● **WHAT YOU HAVE TO DO**
Write out the entire listing below exactly as it appears, minus any pictures.

Position identification records
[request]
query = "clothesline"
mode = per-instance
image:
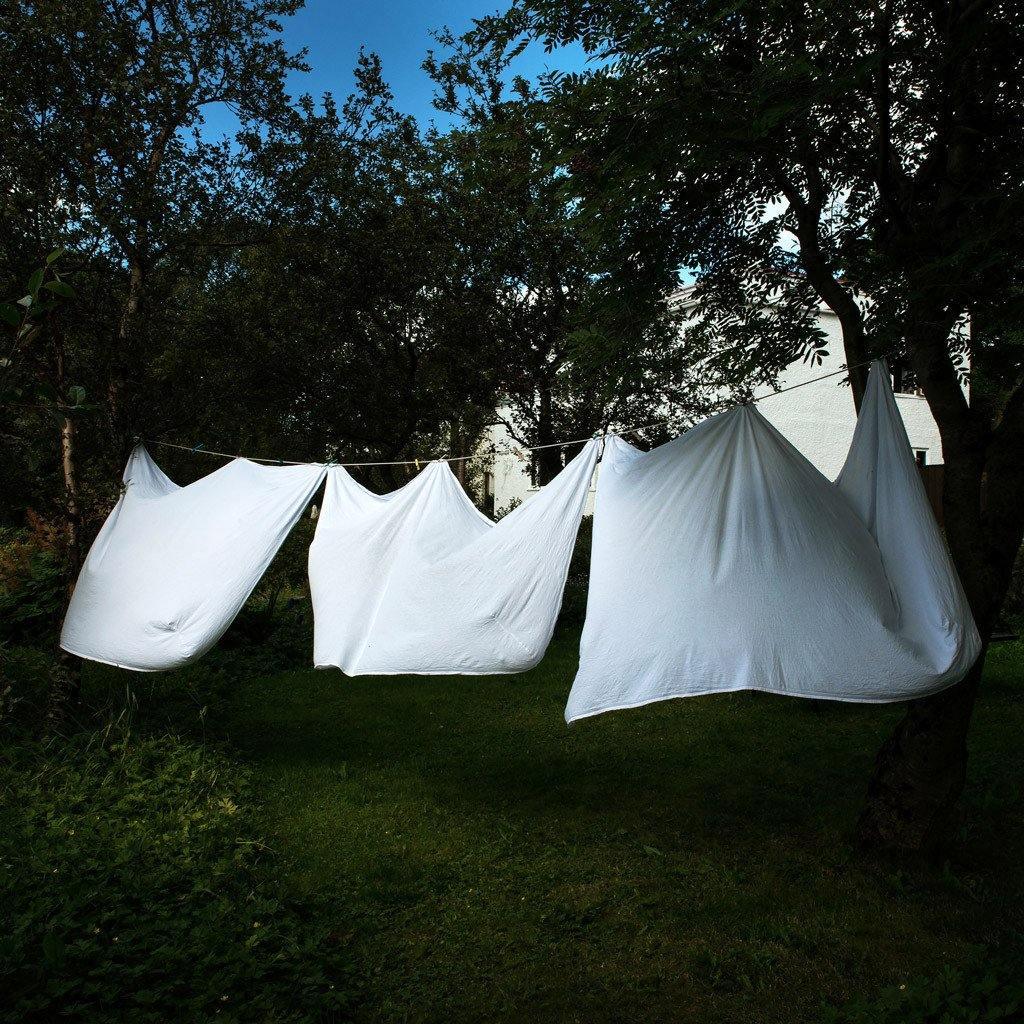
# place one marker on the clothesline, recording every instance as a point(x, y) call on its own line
point(201, 450)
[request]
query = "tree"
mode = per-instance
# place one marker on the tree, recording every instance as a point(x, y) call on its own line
point(108, 156)
point(865, 156)
point(556, 337)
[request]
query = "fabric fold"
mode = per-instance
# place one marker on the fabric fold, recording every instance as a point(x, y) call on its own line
point(172, 566)
point(724, 560)
point(420, 582)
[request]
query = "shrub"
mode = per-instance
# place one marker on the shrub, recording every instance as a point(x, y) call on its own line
point(33, 588)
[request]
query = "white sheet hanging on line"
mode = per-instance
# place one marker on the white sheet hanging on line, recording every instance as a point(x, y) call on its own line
point(724, 560)
point(172, 566)
point(419, 581)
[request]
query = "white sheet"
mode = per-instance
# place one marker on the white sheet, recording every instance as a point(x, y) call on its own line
point(418, 581)
point(724, 560)
point(172, 566)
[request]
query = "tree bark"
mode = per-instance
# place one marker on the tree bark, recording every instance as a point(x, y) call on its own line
point(66, 676)
point(920, 772)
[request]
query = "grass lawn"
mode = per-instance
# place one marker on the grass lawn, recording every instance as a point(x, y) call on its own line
point(685, 861)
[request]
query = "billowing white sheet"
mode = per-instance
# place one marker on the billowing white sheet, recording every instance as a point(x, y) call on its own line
point(172, 566)
point(724, 560)
point(419, 581)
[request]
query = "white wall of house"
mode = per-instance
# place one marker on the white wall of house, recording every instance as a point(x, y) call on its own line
point(818, 419)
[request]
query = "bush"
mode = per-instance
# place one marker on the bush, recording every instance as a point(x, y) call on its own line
point(988, 987)
point(33, 588)
point(134, 887)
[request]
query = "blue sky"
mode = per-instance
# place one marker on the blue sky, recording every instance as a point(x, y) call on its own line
point(399, 32)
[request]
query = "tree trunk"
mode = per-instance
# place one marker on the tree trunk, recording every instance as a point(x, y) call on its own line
point(66, 677)
point(919, 776)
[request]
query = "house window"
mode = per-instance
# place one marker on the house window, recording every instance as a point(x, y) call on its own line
point(904, 381)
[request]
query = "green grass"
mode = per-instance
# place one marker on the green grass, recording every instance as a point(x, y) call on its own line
point(686, 861)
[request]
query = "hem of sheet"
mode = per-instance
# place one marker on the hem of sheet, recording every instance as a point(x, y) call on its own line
point(103, 660)
point(763, 689)
point(422, 672)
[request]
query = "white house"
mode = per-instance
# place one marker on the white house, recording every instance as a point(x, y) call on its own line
point(818, 419)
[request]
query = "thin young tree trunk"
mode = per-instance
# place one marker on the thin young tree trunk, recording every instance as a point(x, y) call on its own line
point(66, 676)
point(116, 382)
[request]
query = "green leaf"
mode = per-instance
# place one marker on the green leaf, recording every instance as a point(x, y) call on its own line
point(60, 288)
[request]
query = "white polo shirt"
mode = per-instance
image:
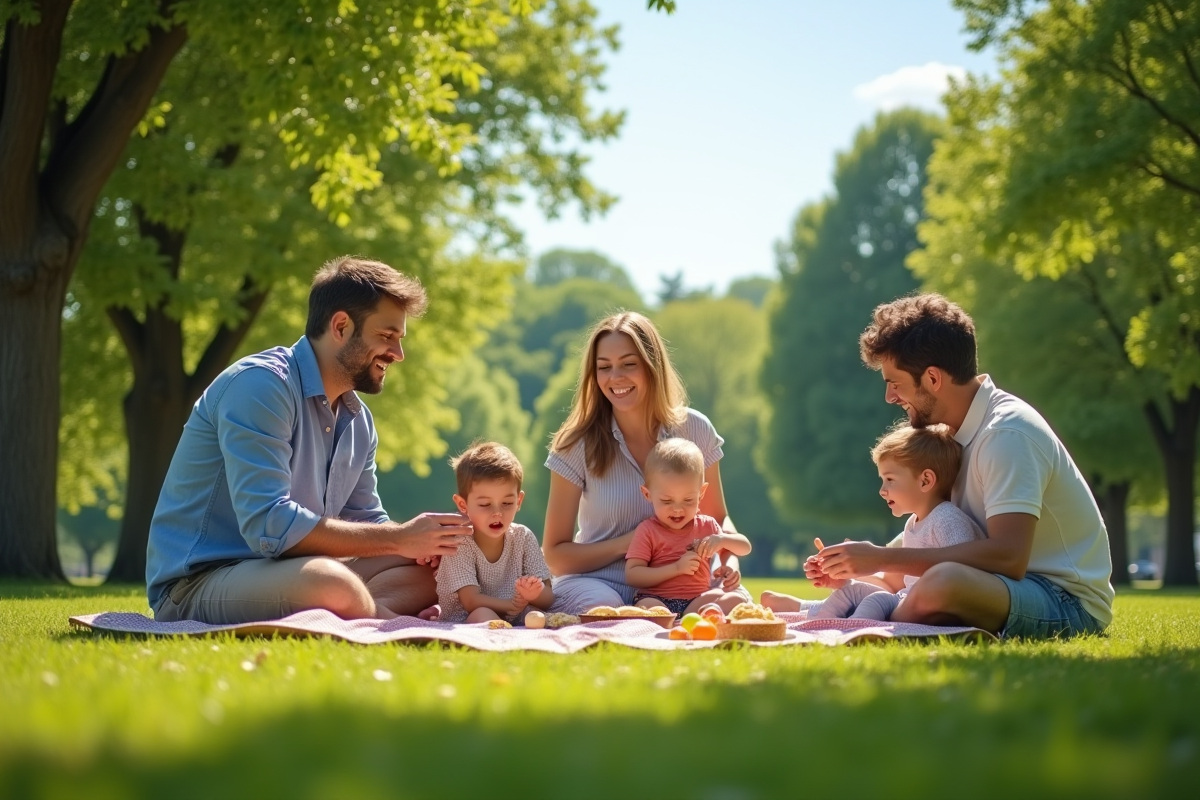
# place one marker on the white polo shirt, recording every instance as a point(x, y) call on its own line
point(1014, 463)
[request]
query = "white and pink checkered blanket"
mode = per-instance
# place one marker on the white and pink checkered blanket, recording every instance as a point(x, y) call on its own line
point(631, 633)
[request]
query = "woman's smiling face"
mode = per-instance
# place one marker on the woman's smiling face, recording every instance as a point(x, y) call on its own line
point(621, 372)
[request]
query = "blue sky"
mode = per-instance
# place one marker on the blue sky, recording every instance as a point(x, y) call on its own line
point(735, 114)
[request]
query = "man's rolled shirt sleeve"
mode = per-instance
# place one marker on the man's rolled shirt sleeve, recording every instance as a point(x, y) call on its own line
point(255, 426)
point(1017, 474)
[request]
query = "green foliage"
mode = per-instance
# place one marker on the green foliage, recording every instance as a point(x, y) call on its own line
point(280, 139)
point(1087, 160)
point(1097, 128)
point(1029, 326)
point(547, 322)
point(845, 257)
point(718, 347)
point(753, 289)
point(132, 717)
point(558, 265)
point(485, 402)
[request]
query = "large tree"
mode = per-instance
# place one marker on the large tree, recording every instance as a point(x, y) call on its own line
point(547, 320)
point(845, 257)
point(718, 346)
point(1096, 128)
point(337, 85)
point(1042, 338)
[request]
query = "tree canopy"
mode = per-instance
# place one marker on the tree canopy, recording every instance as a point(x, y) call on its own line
point(265, 114)
point(845, 257)
point(1093, 139)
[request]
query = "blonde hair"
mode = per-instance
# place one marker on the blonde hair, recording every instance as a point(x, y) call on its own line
point(485, 461)
point(591, 417)
point(675, 456)
point(931, 447)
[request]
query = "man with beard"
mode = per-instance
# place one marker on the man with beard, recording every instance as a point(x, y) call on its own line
point(270, 506)
point(1043, 571)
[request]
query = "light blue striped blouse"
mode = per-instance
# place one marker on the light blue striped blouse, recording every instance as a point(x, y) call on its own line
point(613, 504)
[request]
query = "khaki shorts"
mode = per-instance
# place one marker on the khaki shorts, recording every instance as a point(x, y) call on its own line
point(252, 590)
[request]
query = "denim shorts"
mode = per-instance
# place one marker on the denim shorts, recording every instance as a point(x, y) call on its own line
point(1041, 609)
point(675, 605)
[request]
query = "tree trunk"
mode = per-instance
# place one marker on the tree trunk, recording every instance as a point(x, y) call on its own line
point(155, 411)
point(1114, 501)
point(89, 560)
point(162, 395)
point(53, 170)
point(1177, 446)
point(31, 294)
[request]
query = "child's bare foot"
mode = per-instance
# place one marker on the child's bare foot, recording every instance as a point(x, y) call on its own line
point(779, 602)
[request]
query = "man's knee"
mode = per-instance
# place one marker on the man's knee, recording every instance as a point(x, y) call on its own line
point(940, 587)
point(328, 583)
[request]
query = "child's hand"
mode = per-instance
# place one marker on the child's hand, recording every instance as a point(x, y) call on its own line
point(689, 563)
point(730, 577)
point(814, 572)
point(529, 587)
point(709, 545)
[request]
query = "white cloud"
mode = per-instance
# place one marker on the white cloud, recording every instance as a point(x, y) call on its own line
point(922, 86)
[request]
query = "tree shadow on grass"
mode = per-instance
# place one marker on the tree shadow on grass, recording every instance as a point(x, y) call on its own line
point(15, 589)
point(1012, 726)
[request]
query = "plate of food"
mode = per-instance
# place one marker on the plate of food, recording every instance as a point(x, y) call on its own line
point(658, 615)
point(751, 623)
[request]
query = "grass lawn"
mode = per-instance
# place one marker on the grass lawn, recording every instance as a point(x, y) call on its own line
point(91, 716)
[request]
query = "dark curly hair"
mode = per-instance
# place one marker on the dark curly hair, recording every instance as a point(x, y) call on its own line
point(922, 331)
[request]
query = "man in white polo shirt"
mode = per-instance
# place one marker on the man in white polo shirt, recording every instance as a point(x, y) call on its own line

● **ANSWER BELOW**
[request]
query = "clothesline"
mode = per-instance
image:
# place one marker on the clothesline, recording every instance as a point(x, y) call on its own line
point(201, 450)
[request]
query = "tree"
mode = per-instance
# place one marker on the tree, recording every instance as a point(x, y) call on its own line
point(108, 156)
point(865, 156)
point(556, 337)
[request]
query = "fabric fold"
mode = per-instance
# place one marker on the fabric fold, recording every instance as a point(x, y) call on its own line
point(172, 566)
point(724, 560)
point(420, 582)
[request]
query = "shrub"
mode = per-instance
# place one marker on the shrub, recording every instance as a point(x, y) call on its own line
point(33, 588)
[request]
query = "white sheet hanging on line"
mode = per-instance
# place one marker on the white sheet hanging on line, recording every instance as a point(x, y) call on its own line
point(724, 560)
point(172, 566)
point(419, 581)
[request]
query = "white sheet"
mode = per-instance
# place one marker on the white sheet, recording every instance as a point(x, y) call on its own line
point(418, 581)
point(724, 560)
point(172, 566)
[request]
query = "tree bark"
mode = per-instance
# place one marker on the tree bark, recording every instance as a point(x, y) call on its own line
point(66, 676)
point(920, 772)
[request]
query = "grass lawn"
mode = per-instance
# place one marker on the grass lawn, recording every instance as a point(x, y) call on its own line
point(685, 861)
[request]
query = "billowing white sheet"
mode = per-instance
# place one marker on the billowing white sheet, recording every instance as a point(x, y) call on its own line
point(172, 566)
point(724, 560)
point(419, 581)
[request]
query = "white wall of house"
mode = per-instance
# place one marker on the white wall of house, recording every instance as a point(x, y) call on its own line
point(818, 419)
[request]
query = "bush"
mode = per-instance
# place one marker on the bush, recording every instance as a point(x, y) call on its own line
point(988, 987)
point(33, 588)
point(134, 887)
[request]
query = "blue sky"
mode = per-instance
# place one marker on the blue sky, recording every instance as a point(x, y) call on its own line
point(399, 32)
[request]
query = "tree trunk"
mode = per-instance
# place one marker on the tree trunk, recording every instance as a point(x, y) call on its own line
point(66, 677)
point(919, 776)
[request]
query = "house window"
mode = per-instance
# place one marker on the house window, recording every instance as a point(x, y) call on its own line
point(904, 381)
[request]
query = "green grass"
mode = per-instance
# place one marker on the green grass, recording every instance as a point(x, y) call on its own line
point(686, 861)
[request]
query = "hem of sheet"
mode = per-instance
# place one marker on the hem of sheet, recording every instance as a point(x, y) call on its own line
point(103, 660)
point(763, 689)
point(422, 672)
[request]
query = "white house"
mode = per-instance
# place one marker on the white house, recording every instance as a point(x, y) call on its own line
point(818, 419)
[request]
query = "thin young tree trunk"
mode = per-instance
# place one marker on the thin young tree trunk, recording every instance as a point(x, y) call on its own line
point(66, 676)
point(116, 382)
[request]
query = "green leaf"
mode = per-instance
# place one marker on the green leaf, recording every instance as a point(x, y) call on its own line
point(60, 288)
[request]
query = "white polo shirt"
mode = per-instance
image:
# place one marker on the white polo shirt, recording every instance as a point(x, y) call on its own line
point(1014, 463)
[request]
query = "white and pink checkered blanket"
mode = per-instance
# place one marker on the white and pink checkered blanket, recording every instance as a point(x, y) call on its own line
point(631, 633)
[request]
query = "woman's smiling face"
mode = per-instance
# place one marker on the woman's smiling face, recording every instance as a point(x, y) call on its own line
point(621, 372)
[request]
query = "blue sky"
mode = per-instance
# place one marker on the blue sky, recording every instance as a point(x, y) call on its own line
point(735, 114)
[request]
query = "man's rolled shirt sleeve"
mode = per-instance
# place one marker on the man's rolled shirt sleeve, recording every instance as a point(x, y) call on its own line
point(255, 426)
point(1017, 474)
[request]
query = "green foliage"
mode = per-instance
# place one marker on the green foliage, recording every instance as a point(x, y) call on its own line
point(280, 139)
point(1087, 160)
point(1097, 128)
point(1029, 326)
point(547, 322)
point(845, 257)
point(718, 347)
point(753, 289)
point(132, 717)
point(558, 265)
point(485, 402)
[request]
query = "large tree"
mode = per-instance
# place one marker on the large tree, recording every instance as a point(x, y) call on its own line
point(547, 320)
point(845, 257)
point(718, 346)
point(1096, 128)
point(337, 85)
point(1042, 338)
[request]
query = "tree canopy"
mode = per-instance
# place one marker on the tree canopy, recording every instance as a point(x, y) call on its own line
point(265, 114)
point(845, 257)
point(1093, 139)
[request]
query = "blonde hair"
mode = per-instance
# place one marker on the blonde hair, recording every instance as a point(x, y) call on its own line
point(485, 461)
point(591, 417)
point(675, 456)
point(931, 447)
[request]
query = "man with beard"
mode = per-instance
# place one marker on the man with beard, recording every instance as a point(x, y) call on its own line
point(270, 506)
point(1043, 571)
[request]
query = "light blue striped blouse"
mode = per-instance
# place one marker on the light blue striped blouse, recording every instance as a point(x, y) call on its own line
point(613, 504)
[request]
query = "khaki shorts"
mode = per-instance
# place one marker on the khaki shorts, recording every instance as a point(x, y) call on its own line
point(252, 590)
[request]
query = "denim shorts"
mode = per-instance
# place one marker on the denim shorts, recording every instance as a point(x, y) call on its own line
point(1041, 609)
point(675, 605)
[request]
query = "tree trunk"
mode = per-instance
# place one marker on the tree trunk, recording every instance as a point(x, y) call on its own line
point(155, 411)
point(1114, 501)
point(89, 560)
point(162, 395)
point(53, 170)
point(1177, 446)
point(31, 294)
[request]
query = "child's bare foot"
mode = per-instance
# place one marker on the child's bare foot, recording every instance as a point(x, y) call on its own line
point(779, 602)
[request]
query = "man's knee"
mode = per-instance
# place one marker on the man's knee, recording every instance as a point(x, y) call on its own line
point(940, 587)
point(328, 583)
[request]
query = "child's hand"
mode = per-instance
# place one marker on the child's hand, recording every instance as a point(x, y) call on its own line
point(689, 563)
point(730, 577)
point(814, 572)
point(529, 587)
point(709, 545)
[request]
query = "white cloud"
mode = per-instance
# place one marker on the white cloud, recording every instance as a point(x, y) call on its own line
point(922, 86)
[request]
query = "tree shadow on grass"
mode = per-instance
# place one marker on the tree shadow on grass, recording every instance as a point(x, y) call on its own line
point(15, 589)
point(1012, 726)
[request]
query = "plate of food"
mode = per-instance
# place one marker on the plate of food, recording every instance as a point(x, y) call on its own line
point(658, 615)
point(751, 623)
[request]
query = "grass lawn"
mode = per-instance
# place one marker on the grass lawn, recording every instance as a point(x, y) call on its own line
point(91, 716)
[request]
query = "dark curly hair"
mode = per-instance
# place one marker on the dark curly hair, recording every instance as a point(x, y) call on its own line
point(922, 331)
[request]
query = "man in white polo shirt"
mode = per-instance
# place one marker on the man in white polo shirt, recording every instance as a point(x, y) call on its own line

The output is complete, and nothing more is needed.